» **Ziel der Aufgabe**:
Beantworte anhand des folgenden Textes über Oskar Loerke und die Stadt diese drei Fragen:
(a) Als was hat Loerke nach seinem Brief von 1926 die moderne Großstadt erlebt?
(b) In welchem Jahr wurde das Gedicht „Blauer Abend in Berlin“ geschrieben?
(c) Was sollen die steinernen Kanäle in der ersten Strophe darstellen?

::: Dokument

Oskar Loerke und die Stadt
Oskar Loerke war ein Naturlyriker. Zunächst erschien ihm die Stadt und die Natur als völliger Gegensatz, der für Loerke aber irgendwann zu einer sich gegenseitig ergänzenden Einheit wurde. So schrieb er 1926 in einem Brief: So nenne ich Ihnen denn eines meiner entscheidendsten Erlebnisse: „lch habe die moderne Großstadt erlebt als ein Stück Natur”.
Inhaltsangabe, Analyse und Interpretation
Das Stadtgedicht „Blauer Abend in Berlin“ von Oskar Loerke wurde 1911 geschrieben und halndelt von einem Abend in Berlin, der mit der Wasserwelt verglichen wird. Das Gedicht soll die Lebendigkeit zeigen, aber auch, dass in der Großstadt der einzelne Mensch untergeht.
Das Gedicht besteht aus jeweils zwei Quartetten und Terzetten und ist somit ein Sonett1. Die Reime sind größtenteils umarmend und das Metrum2 besteht aus einem fünfhebigen Jambus mit etwa gleichmäßig geteilten Kadenzen3. Die erste Strophe beschreibt das Äußere von Berlin und gleichzeitig die Wasserwelt („Der Himmel fließt in steinernen Kanälen“ V.1). Der fließende Himmel ist im übertragenen Sinne das Wasser, das durch die Metapher4 verdeutlicht wird. Die steinernen Kanäle sollen dagegen die Häuserschluchten in Berlin darstellen. Dieses wird durch den zweiten und dritten Vers noch einmal bestätigt, indem die Kanälen erwähnt werden, die aus Straßen „ausgehauen“ sind. Diese Straßen ähneln denen in Berlin; man erkennt wieder, dass sie mit Kanälen verglichen werden, weil die Hochhäuser sie „umarmen“ (V.2,3). Gleichzeitig wird wieder das „Himmelblaue“ erwähnt (V.3). Es soll das Wasser darstellen, denn dieses sieht ebenfalls himmelblau aus. Durch einen Vergleich (V.4) werden die äußerlichen Gemeinsamkeiten von Berlin und einem Hafen unterstrichen. Unter anderem ist die Lebendigkeit eine Gemeinsamkeit. In der Großstadt herrscht durch die vielen Menschen so viel Leben, im Wasser sind es die Tiere, Pflanzen und Sandkörnchen. Diese Verbindung kann im gesamten Text wiedergefunden werden: Enjambements5 verbinden die verschiedenen Verse miteinander und verdeutlichen somit die Gemeinsamkeiten. Weiterhin weist dies auf den Wasserfluss hin (V.1-14), welcher ein zwingender Bestandteil einer lebendigen Wasserwelt ist. Mit diesem Fluss wird das Leben in Berlin verglichen. Zudem sieht man dieses Fließen am gleichbleibenden Metrum und Rhythmus sowie an den Bewegungswörtern in Strophe vier wie Dünen, Kommen, Gehen, Gleiten oder Ziehen (V.10-14).

::::::
::: Bereitgestellte Angaben

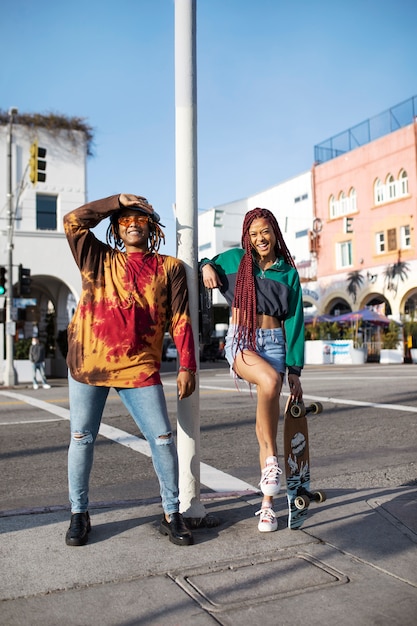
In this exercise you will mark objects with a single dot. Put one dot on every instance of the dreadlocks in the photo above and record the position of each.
(244, 301)
(156, 234)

::::::

» **Endgültige Antwort**:
(a) Als ein Stück Natur.
(b) 1911.
(c) Die Häuserschluchten in Berlin.